Dataset records Start Marker
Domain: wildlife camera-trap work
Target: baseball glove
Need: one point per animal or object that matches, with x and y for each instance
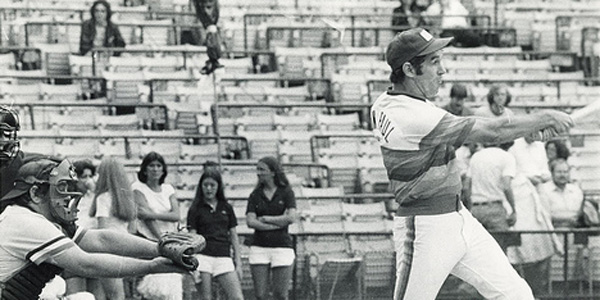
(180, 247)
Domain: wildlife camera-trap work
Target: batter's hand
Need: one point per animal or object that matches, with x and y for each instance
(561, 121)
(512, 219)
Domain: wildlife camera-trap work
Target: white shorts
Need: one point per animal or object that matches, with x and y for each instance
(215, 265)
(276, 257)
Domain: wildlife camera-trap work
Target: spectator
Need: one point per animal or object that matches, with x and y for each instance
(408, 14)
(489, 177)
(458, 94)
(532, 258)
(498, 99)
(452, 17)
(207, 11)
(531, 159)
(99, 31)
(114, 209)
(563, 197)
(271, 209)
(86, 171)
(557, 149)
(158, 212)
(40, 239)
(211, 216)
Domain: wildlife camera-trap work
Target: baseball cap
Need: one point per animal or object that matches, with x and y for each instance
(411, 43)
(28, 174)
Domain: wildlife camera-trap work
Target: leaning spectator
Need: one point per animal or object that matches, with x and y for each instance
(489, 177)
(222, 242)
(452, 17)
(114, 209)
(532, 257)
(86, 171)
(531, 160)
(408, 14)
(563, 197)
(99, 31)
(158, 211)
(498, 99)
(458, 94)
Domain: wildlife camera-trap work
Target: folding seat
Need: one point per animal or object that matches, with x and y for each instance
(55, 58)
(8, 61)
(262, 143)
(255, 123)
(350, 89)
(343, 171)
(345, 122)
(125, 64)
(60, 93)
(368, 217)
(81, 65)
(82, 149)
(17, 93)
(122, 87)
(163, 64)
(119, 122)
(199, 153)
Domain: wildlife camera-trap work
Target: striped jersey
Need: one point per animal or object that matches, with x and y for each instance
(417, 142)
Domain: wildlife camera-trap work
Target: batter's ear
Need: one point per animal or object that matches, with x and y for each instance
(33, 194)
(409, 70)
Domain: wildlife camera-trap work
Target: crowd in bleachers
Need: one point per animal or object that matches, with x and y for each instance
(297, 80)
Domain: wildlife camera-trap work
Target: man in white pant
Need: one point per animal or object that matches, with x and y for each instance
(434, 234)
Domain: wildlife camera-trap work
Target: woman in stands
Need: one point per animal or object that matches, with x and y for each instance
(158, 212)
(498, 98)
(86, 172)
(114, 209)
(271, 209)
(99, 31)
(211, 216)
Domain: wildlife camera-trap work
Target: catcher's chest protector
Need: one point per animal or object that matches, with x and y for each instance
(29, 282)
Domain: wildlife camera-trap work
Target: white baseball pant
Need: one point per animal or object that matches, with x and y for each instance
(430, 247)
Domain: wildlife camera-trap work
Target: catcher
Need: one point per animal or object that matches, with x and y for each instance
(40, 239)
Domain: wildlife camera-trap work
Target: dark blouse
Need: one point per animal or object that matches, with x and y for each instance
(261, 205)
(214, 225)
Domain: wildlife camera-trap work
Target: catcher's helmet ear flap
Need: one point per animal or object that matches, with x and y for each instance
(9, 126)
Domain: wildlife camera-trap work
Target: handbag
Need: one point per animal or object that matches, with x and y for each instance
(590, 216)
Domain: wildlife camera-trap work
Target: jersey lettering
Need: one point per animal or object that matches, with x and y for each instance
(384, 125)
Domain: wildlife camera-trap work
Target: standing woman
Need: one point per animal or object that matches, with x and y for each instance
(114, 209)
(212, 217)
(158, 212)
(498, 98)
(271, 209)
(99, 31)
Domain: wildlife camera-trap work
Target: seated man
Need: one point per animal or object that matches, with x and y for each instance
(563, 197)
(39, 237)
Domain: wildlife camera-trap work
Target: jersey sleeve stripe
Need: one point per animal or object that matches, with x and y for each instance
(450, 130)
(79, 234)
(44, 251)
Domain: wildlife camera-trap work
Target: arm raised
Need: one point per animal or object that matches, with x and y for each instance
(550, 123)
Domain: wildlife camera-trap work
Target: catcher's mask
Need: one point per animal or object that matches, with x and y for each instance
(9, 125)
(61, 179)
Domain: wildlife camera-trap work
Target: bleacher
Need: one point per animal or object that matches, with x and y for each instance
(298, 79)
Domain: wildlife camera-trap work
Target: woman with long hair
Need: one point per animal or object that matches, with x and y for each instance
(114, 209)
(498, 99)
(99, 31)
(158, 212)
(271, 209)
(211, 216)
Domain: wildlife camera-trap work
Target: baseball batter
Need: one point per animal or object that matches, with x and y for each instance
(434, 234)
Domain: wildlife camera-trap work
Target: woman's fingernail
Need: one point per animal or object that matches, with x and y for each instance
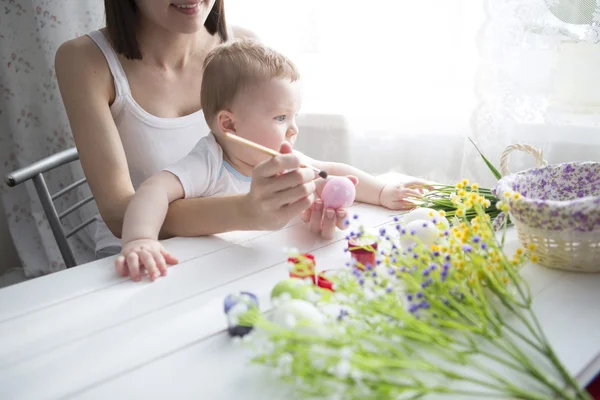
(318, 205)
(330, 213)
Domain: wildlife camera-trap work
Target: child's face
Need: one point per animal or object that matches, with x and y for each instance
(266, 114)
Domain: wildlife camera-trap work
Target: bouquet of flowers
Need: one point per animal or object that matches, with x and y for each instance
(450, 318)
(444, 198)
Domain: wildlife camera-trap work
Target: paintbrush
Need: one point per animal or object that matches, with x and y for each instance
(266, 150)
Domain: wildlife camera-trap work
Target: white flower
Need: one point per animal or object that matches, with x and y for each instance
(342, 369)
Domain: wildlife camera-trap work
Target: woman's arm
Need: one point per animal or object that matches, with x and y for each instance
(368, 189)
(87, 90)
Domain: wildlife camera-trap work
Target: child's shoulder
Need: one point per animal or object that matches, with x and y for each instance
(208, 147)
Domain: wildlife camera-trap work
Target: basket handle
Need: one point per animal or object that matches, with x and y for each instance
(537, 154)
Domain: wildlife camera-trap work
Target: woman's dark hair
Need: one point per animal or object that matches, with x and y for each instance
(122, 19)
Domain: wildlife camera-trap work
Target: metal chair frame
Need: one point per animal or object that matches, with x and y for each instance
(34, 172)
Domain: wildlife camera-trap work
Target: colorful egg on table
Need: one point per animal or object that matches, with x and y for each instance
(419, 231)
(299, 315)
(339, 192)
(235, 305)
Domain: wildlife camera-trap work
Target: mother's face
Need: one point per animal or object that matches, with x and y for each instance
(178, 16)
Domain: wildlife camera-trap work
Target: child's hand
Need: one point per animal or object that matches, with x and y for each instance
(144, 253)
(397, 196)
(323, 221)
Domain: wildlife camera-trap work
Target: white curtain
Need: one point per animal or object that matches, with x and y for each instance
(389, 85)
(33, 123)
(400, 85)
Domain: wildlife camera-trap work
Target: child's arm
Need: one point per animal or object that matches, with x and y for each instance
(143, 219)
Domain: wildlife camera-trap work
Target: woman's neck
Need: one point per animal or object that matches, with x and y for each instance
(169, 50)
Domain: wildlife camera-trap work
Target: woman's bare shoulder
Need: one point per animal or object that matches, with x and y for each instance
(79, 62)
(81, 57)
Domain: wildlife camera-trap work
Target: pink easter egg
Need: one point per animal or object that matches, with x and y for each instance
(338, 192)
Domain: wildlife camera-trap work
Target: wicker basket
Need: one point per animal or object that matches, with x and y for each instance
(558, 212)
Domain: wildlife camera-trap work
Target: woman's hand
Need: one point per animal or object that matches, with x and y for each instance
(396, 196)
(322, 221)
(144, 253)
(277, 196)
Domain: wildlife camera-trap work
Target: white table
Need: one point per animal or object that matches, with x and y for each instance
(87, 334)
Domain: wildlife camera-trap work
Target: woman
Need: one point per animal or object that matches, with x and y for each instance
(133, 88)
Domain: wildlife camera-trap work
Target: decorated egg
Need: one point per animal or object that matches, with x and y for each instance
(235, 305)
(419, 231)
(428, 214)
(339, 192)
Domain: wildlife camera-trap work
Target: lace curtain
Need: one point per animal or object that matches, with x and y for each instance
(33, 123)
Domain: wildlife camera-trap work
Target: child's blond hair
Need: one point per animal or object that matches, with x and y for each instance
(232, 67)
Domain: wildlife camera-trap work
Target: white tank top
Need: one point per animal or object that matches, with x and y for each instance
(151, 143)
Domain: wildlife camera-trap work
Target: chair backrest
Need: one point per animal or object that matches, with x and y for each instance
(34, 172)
Dataset records End Marker
* _Problem to solve_:
Could you find every line in the records above that has the string "face" and copy it?

* _Answer to this task_:
Target: child's face
Target: mother's face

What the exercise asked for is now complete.